Requirement -> Look through the entries below. Report each line that has the word "hillside" in it.

Information ->
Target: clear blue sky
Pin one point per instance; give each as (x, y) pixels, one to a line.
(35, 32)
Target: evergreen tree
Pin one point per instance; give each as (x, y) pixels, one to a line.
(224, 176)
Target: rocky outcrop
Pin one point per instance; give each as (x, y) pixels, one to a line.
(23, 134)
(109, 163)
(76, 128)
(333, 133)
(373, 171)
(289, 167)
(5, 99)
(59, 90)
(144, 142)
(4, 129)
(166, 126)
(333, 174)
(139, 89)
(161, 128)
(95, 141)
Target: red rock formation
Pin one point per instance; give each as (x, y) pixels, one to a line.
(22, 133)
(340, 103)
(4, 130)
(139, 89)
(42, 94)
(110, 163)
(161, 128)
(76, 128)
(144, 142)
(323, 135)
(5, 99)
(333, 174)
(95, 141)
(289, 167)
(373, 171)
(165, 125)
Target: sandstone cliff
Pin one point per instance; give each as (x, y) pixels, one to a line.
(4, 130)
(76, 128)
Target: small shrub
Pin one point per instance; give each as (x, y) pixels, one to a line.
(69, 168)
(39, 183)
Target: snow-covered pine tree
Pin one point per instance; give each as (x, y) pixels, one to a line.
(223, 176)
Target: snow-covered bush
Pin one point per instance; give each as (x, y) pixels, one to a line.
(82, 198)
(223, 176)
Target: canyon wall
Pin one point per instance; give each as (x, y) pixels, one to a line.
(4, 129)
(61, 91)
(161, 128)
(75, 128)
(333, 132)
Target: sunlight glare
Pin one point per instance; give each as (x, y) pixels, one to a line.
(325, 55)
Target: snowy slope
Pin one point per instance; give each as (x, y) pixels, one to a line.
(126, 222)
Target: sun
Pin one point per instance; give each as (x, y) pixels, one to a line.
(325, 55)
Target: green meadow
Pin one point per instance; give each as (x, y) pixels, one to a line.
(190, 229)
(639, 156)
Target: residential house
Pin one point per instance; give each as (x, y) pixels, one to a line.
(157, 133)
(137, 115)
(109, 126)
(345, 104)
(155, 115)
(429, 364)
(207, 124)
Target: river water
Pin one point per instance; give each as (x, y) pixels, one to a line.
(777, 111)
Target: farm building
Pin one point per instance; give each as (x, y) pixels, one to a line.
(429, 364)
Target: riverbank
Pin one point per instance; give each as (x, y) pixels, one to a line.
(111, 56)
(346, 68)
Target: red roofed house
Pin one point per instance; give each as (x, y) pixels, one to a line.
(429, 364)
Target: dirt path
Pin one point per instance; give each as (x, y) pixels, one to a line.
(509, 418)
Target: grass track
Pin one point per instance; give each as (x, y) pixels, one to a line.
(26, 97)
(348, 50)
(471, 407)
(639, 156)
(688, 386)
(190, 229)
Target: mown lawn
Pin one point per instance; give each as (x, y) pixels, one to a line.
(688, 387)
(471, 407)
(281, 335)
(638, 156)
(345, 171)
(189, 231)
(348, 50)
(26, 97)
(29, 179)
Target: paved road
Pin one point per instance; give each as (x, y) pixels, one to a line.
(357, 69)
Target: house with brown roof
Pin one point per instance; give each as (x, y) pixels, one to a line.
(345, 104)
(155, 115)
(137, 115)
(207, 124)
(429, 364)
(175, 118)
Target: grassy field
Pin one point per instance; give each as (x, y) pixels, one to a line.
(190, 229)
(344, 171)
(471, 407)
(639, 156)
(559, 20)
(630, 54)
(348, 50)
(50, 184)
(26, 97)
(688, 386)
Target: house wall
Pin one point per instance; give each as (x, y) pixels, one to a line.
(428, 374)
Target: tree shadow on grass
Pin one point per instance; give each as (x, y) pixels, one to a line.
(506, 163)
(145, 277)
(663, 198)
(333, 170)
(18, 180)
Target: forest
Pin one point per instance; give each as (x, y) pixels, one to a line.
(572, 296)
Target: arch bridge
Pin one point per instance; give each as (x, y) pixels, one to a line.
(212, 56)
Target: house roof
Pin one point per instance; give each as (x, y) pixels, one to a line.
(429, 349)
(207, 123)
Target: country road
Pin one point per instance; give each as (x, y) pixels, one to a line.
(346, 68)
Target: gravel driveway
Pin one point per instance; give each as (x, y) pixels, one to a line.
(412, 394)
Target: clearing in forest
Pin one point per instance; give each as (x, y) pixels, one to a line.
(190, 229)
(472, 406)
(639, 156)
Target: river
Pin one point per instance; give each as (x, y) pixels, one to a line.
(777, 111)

* * *

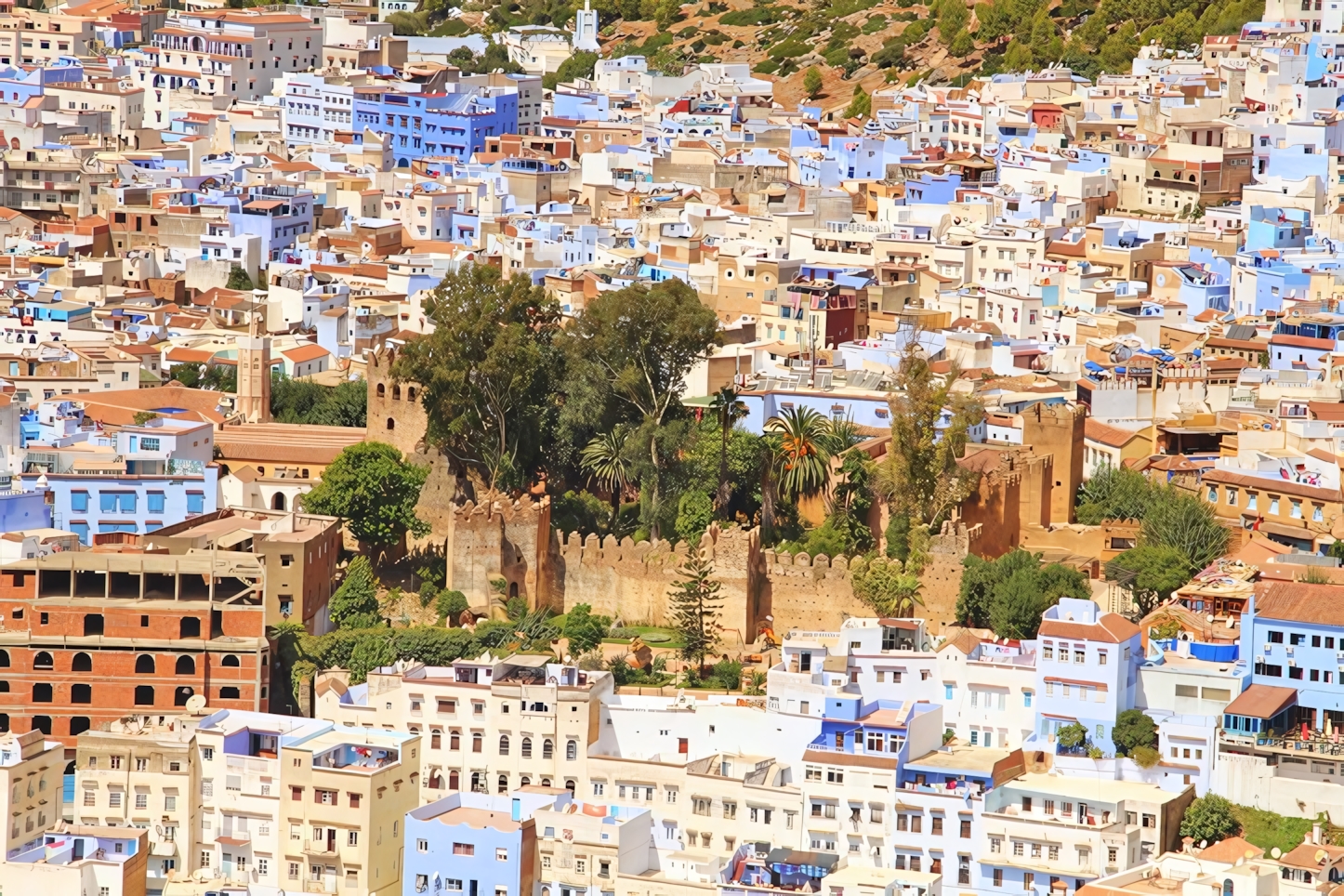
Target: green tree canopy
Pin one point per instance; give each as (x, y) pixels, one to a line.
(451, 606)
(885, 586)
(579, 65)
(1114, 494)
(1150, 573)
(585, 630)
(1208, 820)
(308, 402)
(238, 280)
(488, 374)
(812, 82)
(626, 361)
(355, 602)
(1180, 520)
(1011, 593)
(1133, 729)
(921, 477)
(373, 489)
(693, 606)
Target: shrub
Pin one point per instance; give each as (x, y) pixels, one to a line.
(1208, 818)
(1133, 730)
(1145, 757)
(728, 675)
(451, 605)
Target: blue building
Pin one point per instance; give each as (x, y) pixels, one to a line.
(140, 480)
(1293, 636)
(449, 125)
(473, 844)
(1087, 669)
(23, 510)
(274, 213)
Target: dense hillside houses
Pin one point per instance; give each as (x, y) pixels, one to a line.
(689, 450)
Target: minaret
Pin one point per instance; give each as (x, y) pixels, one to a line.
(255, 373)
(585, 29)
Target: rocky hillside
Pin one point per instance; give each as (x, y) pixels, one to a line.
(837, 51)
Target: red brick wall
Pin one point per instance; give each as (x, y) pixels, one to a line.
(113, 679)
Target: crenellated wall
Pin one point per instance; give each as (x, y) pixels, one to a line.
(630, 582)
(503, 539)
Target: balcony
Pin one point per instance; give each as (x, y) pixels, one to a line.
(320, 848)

* * *

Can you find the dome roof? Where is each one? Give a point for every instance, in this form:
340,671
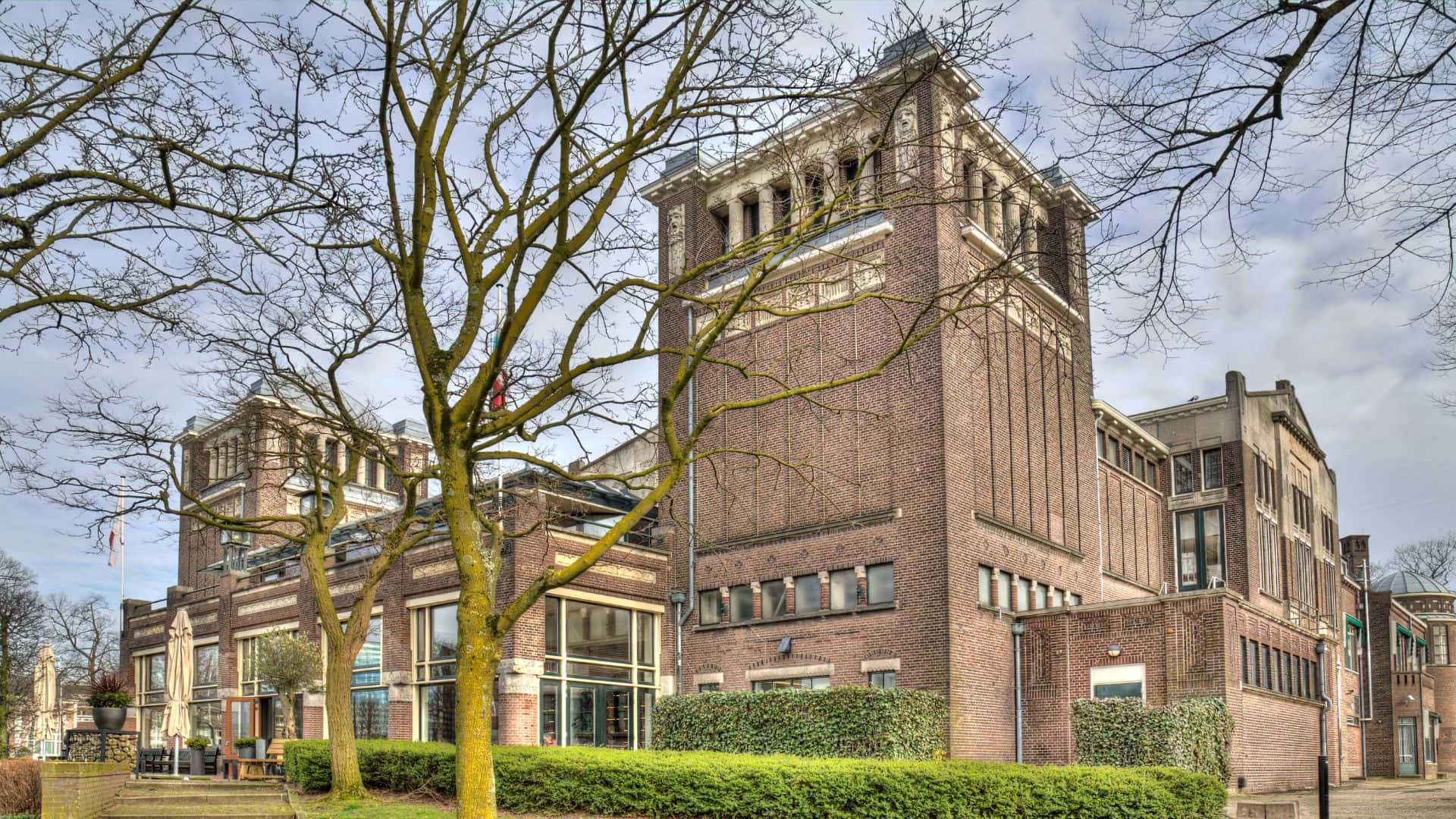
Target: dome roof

Exercise solution ->
Target: dense hillside houses
Target: rocky hillside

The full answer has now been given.